- _EXCERTO SELECIONADO_:
Nasceu em Portugal, mas é na Bélgica que trabalha na sua maior paixão: a pastelaria. Tem 28 anos, é um dos chefs da maior academia de chocolate do mundo, tem um programa de televisão , um livro de receitas e luta pelo reconhecimento do mundo da pastelaria.
Como surgiu a culinária, a cozinha, na sua vida? E como derivou para o “submundo” dos doces?
Tenho um primo cozinheiro, portanto, desde cedo conheci o que é “uma cozinha”. Nessa altura, ainda não sabia bem o que era a pastelaria, mas sabia o que era uma cozinha e sempre me chamou muito a atenção. Comecei a ter cada vez mais curiosidade e, aos 15 anos, entrei na Escola de Hotelaria e Turismo do Estoril. Tinha decidido já que queria seguir cozinha. Mais tarde, no âmbito de um curso profissional que frequentei e em que tínhamos estágios entre cada ano do curso, conheci uma pastelaria: uma pastelaria de hotel, uma coisa mais requintada, com “outro nível”, digamos assim, comparativamente ao que vemos numa pastelaria normal de rua. Foi isso que me despertou a atenção. Ver tudo aquilo que se podia fazer, toda a criatividade que podíamos pôr em prática. Foi assim que senti que [aquilo] tinha muito mais a ver comigo do que só a cozinha. Depois, quando saí da escola de hotelaria, pensei para mim mesmo: “entre cozinha e pastelaria, o que surgir é o que eu vou seguir”. E acabou por surgir uma proposta para trabalhar como pasteleiro e, a partir daí, já não mudei mais.

- _LISTAGEM DE DADOS_:

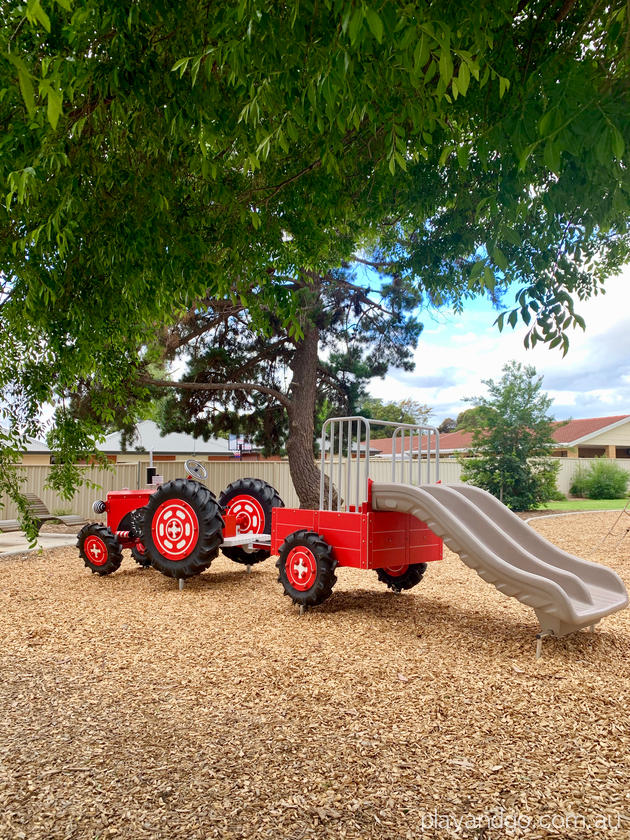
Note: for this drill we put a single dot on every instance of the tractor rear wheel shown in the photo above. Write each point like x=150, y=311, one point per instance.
x=100, y=549
x=398, y=578
x=182, y=528
x=306, y=568
x=252, y=501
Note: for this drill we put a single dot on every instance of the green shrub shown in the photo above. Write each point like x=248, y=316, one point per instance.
x=604, y=480
x=579, y=483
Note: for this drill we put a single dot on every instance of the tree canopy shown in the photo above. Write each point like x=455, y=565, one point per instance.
x=157, y=153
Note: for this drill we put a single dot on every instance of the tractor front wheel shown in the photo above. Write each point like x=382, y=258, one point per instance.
x=306, y=568
x=398, y=578
x=99, y=548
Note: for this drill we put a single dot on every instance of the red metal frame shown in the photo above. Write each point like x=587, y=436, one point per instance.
x=121, y=502
x=364, y=539
x=367, y=539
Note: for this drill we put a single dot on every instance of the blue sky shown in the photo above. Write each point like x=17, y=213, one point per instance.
x=456, y=352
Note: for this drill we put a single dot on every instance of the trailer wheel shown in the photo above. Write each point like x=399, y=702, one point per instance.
x=252, y=500
x=402, y=577
x=182, y=528
x=306, y=568
x=100, y=549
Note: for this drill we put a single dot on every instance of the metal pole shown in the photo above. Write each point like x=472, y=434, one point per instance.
x=339, y=469
x=331, y=469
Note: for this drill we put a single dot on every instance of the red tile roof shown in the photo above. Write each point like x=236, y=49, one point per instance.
x=577, y=429
x=565, y=433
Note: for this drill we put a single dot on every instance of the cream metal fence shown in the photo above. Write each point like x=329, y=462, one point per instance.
x=222, y=473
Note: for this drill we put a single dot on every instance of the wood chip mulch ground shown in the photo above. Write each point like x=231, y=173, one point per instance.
x=129, y=709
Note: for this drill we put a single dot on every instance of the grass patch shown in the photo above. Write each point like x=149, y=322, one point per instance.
x=586, y=504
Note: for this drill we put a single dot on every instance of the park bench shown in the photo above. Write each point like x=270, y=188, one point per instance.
x=40, y=514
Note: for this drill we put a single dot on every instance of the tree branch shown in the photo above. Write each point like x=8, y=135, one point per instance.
x=216, y=386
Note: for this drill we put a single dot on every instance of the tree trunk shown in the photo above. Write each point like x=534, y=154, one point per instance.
x=303, y=394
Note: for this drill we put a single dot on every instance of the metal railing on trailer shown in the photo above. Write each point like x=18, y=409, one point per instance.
x=346, y=454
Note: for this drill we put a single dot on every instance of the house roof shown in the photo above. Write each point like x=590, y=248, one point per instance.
x=33, y=444
x=149, y=439
x=565, y=433
x=577, y=431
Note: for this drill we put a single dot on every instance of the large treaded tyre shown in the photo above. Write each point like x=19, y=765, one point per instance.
x=182, y=529
x=254, y=500
x=99, y=548
x=404, y=577
x=306, y=568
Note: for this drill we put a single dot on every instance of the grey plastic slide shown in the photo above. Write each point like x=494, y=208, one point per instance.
x=566, y=592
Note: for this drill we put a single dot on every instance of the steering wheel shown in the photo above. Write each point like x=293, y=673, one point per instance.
x=196, y=469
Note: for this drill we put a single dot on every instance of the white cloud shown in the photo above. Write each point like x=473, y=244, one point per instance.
x=456, y=352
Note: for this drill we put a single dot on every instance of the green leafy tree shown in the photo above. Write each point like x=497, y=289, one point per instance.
x=402, y=411
x=447, y=425
x=603, y=480
x=154, y=153
x=509, y=453
x=273, y=385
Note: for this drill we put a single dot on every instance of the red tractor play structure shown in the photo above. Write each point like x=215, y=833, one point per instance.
x=394, y=527
x=179, y=527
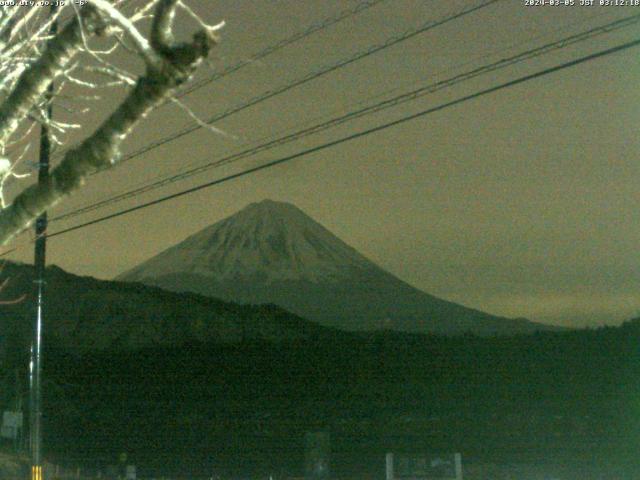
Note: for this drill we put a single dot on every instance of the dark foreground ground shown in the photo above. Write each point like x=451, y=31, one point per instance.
x=560, y=405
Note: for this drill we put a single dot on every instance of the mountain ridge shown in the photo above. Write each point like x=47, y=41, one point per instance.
x=272, y=252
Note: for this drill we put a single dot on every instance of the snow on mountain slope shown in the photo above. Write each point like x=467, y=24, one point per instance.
x=274, y=241
x=272, y=252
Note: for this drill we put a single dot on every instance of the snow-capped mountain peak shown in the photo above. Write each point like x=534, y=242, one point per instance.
x=269, y=240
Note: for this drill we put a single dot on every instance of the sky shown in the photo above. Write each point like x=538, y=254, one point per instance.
x=521, y=203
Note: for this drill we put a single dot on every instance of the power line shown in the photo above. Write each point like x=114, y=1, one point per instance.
x=360, y=134
x=392, y=102
x=283, y=43
x=296, y=37
x=309, y=77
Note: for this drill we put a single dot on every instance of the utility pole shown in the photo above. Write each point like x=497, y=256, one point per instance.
x=35, y=414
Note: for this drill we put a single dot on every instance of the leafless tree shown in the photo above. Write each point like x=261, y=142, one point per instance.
x=78, y=55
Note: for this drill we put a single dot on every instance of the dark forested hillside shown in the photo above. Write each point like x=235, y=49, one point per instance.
x=548, y=397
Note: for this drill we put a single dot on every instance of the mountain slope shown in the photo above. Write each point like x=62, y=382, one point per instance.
x=85, y=314
x=272, y=252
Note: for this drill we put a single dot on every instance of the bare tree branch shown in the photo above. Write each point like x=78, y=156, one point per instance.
x=176, y=64
x=34, y=81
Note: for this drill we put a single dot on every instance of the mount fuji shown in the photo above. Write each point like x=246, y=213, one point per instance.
x=272, y=252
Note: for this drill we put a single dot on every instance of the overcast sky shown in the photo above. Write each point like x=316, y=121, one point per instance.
x=520, y=203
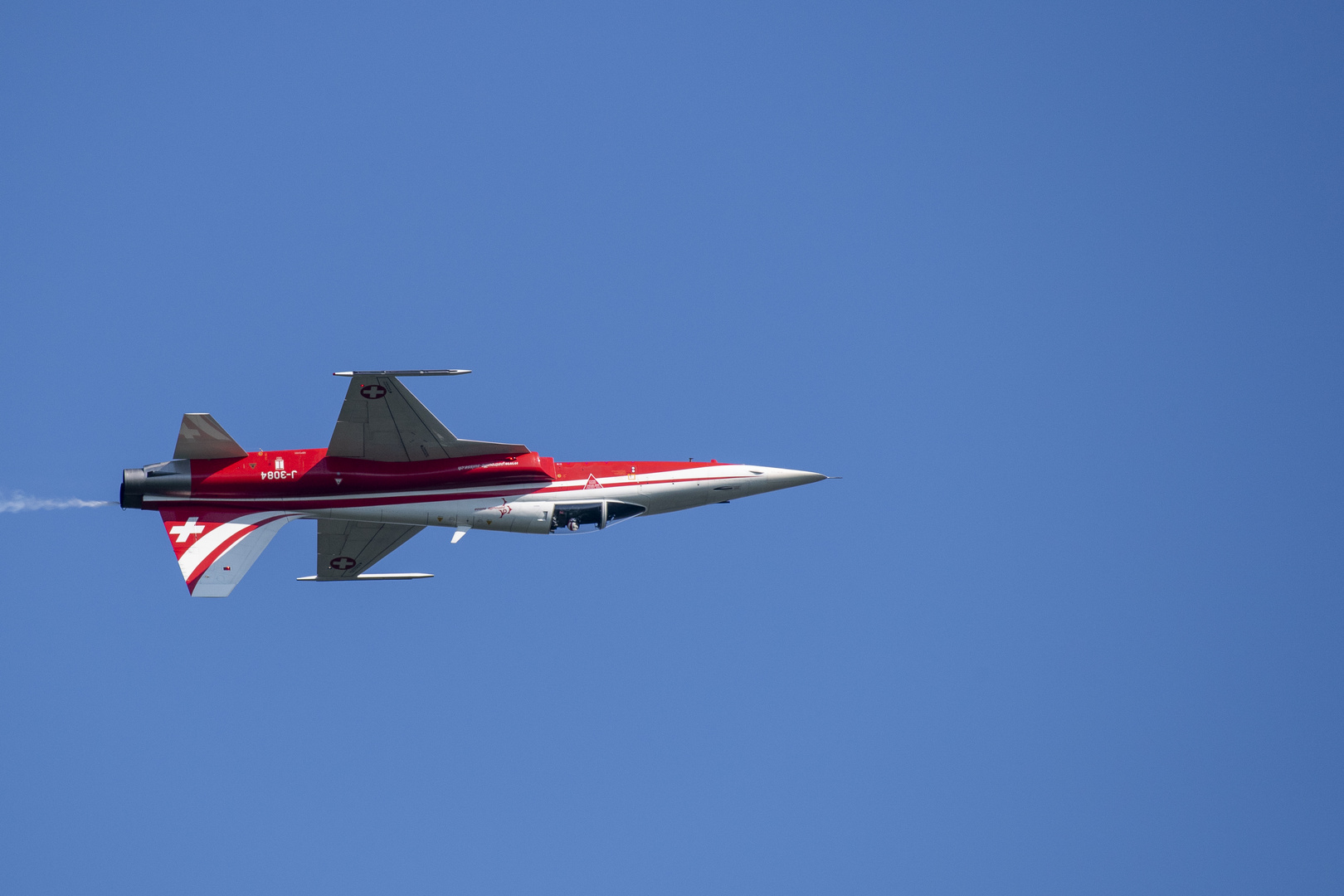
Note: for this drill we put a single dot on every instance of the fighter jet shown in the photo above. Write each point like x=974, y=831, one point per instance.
x=390, y=470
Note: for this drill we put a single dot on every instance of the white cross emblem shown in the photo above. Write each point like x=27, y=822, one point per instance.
x=187, y=529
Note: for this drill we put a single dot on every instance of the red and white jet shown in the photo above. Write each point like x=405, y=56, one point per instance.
x=390, y=470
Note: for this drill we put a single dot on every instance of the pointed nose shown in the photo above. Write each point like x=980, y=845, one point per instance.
x=782, y=479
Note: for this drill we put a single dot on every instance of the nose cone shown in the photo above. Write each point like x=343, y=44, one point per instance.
x=782, y=479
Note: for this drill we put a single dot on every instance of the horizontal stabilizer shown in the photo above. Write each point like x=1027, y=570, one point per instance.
x=347, y=547
x=201, y=438
x=373, y=577
x=399, y=373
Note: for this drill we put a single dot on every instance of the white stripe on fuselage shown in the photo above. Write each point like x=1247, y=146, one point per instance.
x=689, y=480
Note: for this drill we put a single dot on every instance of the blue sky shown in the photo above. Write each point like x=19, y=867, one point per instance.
x=1055, y=288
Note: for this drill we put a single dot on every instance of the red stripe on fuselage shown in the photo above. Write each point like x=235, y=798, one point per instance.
x=270, y=503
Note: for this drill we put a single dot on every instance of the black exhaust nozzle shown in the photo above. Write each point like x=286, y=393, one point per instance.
x=134, y=489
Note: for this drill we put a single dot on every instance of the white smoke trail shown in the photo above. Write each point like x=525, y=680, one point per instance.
x=19, y=501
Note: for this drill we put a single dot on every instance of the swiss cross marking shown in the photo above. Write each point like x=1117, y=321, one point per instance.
x=187, y=529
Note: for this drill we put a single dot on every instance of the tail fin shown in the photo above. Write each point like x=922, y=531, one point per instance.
x=216, y=548
x=201, y=438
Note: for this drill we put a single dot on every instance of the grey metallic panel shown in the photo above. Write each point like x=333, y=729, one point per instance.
x=202, y=438
x=353, y=547
x=382, y=421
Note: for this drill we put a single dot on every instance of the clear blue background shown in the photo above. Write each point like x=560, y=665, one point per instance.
x=1055, y=288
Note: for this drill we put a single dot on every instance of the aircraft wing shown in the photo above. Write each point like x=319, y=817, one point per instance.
x=346, y=548
x=382, y=421
x=216, y=548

- _ENUNCIADO_: Pode reescrever a entrevista com o pasteleiro, tudo desde "Nasceu em Portugal, mas" até "mundo da pastelaria.", trocando o nome "Bélgica" por "França"?

- _RESPOSTA DO EXERCÍCIO_:
Nasceu em Portugal, mas é na França que trabalha na sua maior paixão: a pastelaria. Tem 28 anos, é um dos chefs da maior academia de chocolate do mundo, tem um programa de televisão , um livro de receitas e luta pelo reconhecimento do mundo da pastelaria.